[Given records start]

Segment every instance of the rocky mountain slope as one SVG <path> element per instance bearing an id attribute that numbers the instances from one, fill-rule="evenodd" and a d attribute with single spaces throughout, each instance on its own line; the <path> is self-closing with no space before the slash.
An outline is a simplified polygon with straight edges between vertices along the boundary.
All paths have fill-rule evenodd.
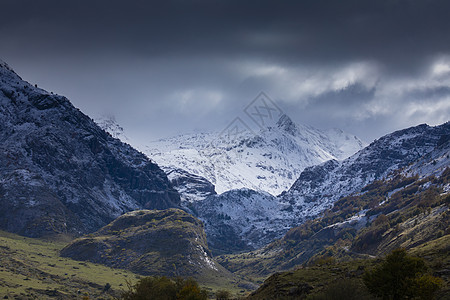
<path id="1" fill-rule="evenodd" d="M 338 199 L 418 161 L 449 136 L 450 122 L 434 127 L 423 124 L 385 135 L 343 161 L 306 168 L 281 195 L 280 202 L 290 205 L 299 218 L 317 215 Z"/>
<path id="2" fill-rule="evenodd" d="M 139 209 L 178 207 L 164 172 L 65 97 L 0 62 L 0 228 L 78 235 Z"/>
<path id="3" fill-rule="evenodd" d="M 449 123 L 397 131 L 341 162 L 330 160 L 305 169 L 291 189 L 278 197 L 246 189 L 233 190 L 195 202 L 193 211 L 205 222 L 208 241 L 215 253 L 257 249 L 393 170 L 414 163 L 415 169 L 412 165 L 404 170 L 407 176 L 418 173 L 419 165 L 426 176 L 432 174 L 432 167 L 440 167 L 442 172 L 448 166 L 442 145 L 448 141 L 449 133 Z"/>
<path id="4" fill-rule="evenodd" d="M 161 166 L 206 178 L 217 193 L 248 188 L 278 195 L 306 167 L 344 159 L 363 146 L 341 130 L 321 131 L 282 115 L 274 126 L 231 140 L 219 133 L 181 135 L 152 142 L 144 152 Z"/>
<path id="5" fill-rule="evenodd" d="M 179 209 L 126 213 L 99 231 L 74 240 L 61 255 L 143 275 L 216 276 L 203 224 Z"/>
<path id="6" fill-rule="evenodd" d="M 448 236 L 450 142 L 445 136 L 439 140 L 427 155 L 340 198 L 282 239 L 219 261 L 223 259 L 226 267 L 240 274 L 261 276 L 318 261 L 380 256 L 399 247 L 413 249 Z M 448 251 L 448 244 L 444 249 Z M 443 267 L 437 268 L 440 272 Z M 443 270 L 450 281 L 448 270 Z"/>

[Given records end]

Work to be completed
Transcribe the material exactly, and leave out whatever pictures it holds.

The completed task
Segment every instance of the rocky mountain slope as one SVG <path> element per instance bearing an id attribute that numbers the instances from one, fill-rule="evenodd" and a d attribute with single spaces throughout, each instance on its own line; the <path> is self-closing with no space before the slash.
An outline is a simplified polygon with straight edges between vertices along the boundary.
All paths have fill-rule evenodd.
<path id="1" fill-rule="evenodd" d="M 338 199 L 418 161 L 449 136 L 450 122 L 434 127 L 423 124 L 385 135 L 343 161 L 306 168 L 281 195 L 280 202 L 290 205 L 299 218 L 317 215 Z"/>
<path id="2" fill-rule="evenodd" d="M 139 209 L 178 207 L 164 172 L 65 97 L 0 62 L 0 228 L 78 235 Z"/>
<path id="3" fill-rule="evenodd" d="M 449 123 L 397 131 L 341 162 L 330 160 L 305 169 L 291 189 L 278 197 L 246 189 L 233 190 L 195 202 L 193 211 L 205 222 L 208 241 L 215 253 L 257 249 L 393 170 L 414 163 L 415 169 L 412 165 L 404 170 L 407 176 L 418 173 L 419 165 L 426 176 L 432 174 L 432 167 L 440 167 L 442 172 L 448 166 L 442 145 L 448 141 L 449 133 Z"/>
<path id="4" fill-rule="evenodd" d="M 161 166 L 206 178 L 217 193 L 248 188 L 278 195 L 306 167 L 344 159 L 363 146 L 341 130 L 321 131 L 282 115 L 274 126 L 231 140 L 219 133 L 181 135 L 152 142 L 144 152 Z"/>
<path id="5" fill-rule="evenodd" d="M 179 209 L 126 213 L 99 231 L 74 240 L 61 255 L 143 275 L 216 276 L 203 224 Z"/>
<path id="6" fill-rule="evenodd" d="M 448 236 L 450 142 L 445 136 L 439 140 L 427 155 L 340 198 L 282 239 L 219 261 L 223 259 L 226 267 L 240 274 L 261 276 L 318 261 L 380 256 L 399 247 L 413 249 Z M 448 251 L 448 244 L 444 249 Z M 443 267 L 437 268 L 440 272 Z M 443 270 L 450 281 L 448 270 Z"/>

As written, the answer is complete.